Provided text:
/---
Rest in peace, Likud

Likud convention to serve as funeral for ruling party

On December 27, 1923, in Riga, Latvia, the nationalist movement Betar was founded.

 

On September 26, 2005, Betar's descendant, the Likud Party, will be laid to its eternal rest.

 

No amount of resuscitation attempts by the 3,000 doctors of the Likud Central Committee will succeed in breathing life back into the moribund party that will be buried, once and for all, before their very eyes.

 

In its current makeup, the nationalist party has lost its soul. It was 82 when it died.

 

The funeral will be Monday evening in north Tel Aviv. Eulogies will be delivered by Ariel Sharon and Benjamin Netanyahu.

 

Educated guess

 

For those interested in the results of the Sharon-Netanyahu battle, here's an educated guess: Sharon will lose the Likud but retain the prime minister's chair. Netanyahu will win the Likud, but lose the race for prime minister.

 

The battle between them is nothing more than a battle to own the title "Likud." It has no substance or meaning. Both correctly assume that thousands of voters will vote "Likud" regardless of what that name represents.

 

Even if the "Likud" ran on a platform promising to grant Hamas control of the beach in Tel Aviv, the votes would come.

 

On the joyful occasion of the Likud's demise, they are also fighting, of course, for money and jobs, tenders that were decided long before being issued, and who gets to represent the party at the next grand opening of the local hair salon.

 

To be truthful, today's Likud is not split between Sharon and Netanyahu. It is split between members who recognize the current reality and those who refuse to do so.

 

One side remains faithful to the traditional path of party founder Ze'ev Jabotinsky. They fight and dream about the Whole Land of Israel, at least the part between the Jordan River and the Mediterranean Sea.
\---
Data lines:
/---
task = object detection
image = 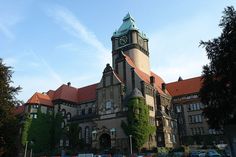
\---
Exercise directions:
Please carry on the opinion piece about the Likud's "funeral," picking up right after its last sentence.

Task answer:
The other camp in the Likud wakes up each morning to a new day, looks around to see what's happening, realizes the limits of power, understands the nature of the politics, security, and economics of the State of Israel and tries to maneuver between huge blocks of the Arab world in order to survive in a vast ocean of enemies.

 

The nationalist movement – Betar, Herut, and Likud – has always had its share of realists. Some came to grips with reality early on, others – like Dan Meridor and Ehud Olmert, were later on in coming around.

 

Delusions

 

But many others cling to the belief, after 28 years, that Mapai (the Labor party's predecessor) is still in power and that the Jordanian kingdom never existed, and continue to sing about "both shores of the Jordan River."

 

Netanyahu presents himself as the heir of that camp, betting (correctly, from his standpoint) that the electorate has a short memory. He's betting voters will forget 1996, when he was elected by 0.3 percent over Shimon Peres, and only because he promised to continue the Oslo process.

 

And like Sharon, Netanyahu also proceeded to break campaign promises and gave away the Golan Heights and 13 percent of the West Bank.

 

In its current split-state, if we speak about honest ethical people (honesty? ethics? What a sad joke) there is no more chance or place to heal the wounds, unless the thirst for power rises up above all other considerations of direction and purpose.

 

Dreamers never err

 

The dreamers will never become power-seekers, because the dream of 82 years will remain their goal.

 

Realists (reality is sometimes bitter, as we learned from the Qassam attacks over the weekend) will always be suspicious of a lack of security, just like the reality, and even because their feet are firmly planted on the ground, this too leaves them open to a long string of mistakes.

 

Only dreamers never err.

 

But they, too, dreamers of the past and realists of the present, Sharon and Netanyahu, will stand up this evening to an honor guard around the Likud's coffin. The Likud always liked ceremony.

 

In front of our very eyes the Israeli political establishment has crumbled. The Right and the Left have lost their ways, and a young, dynamic country, full of an energy that made Israel the envy of the entire world, has focused its eyes, hopes and dreams on the 160 years of Shimon Peres and Ariel Sharon.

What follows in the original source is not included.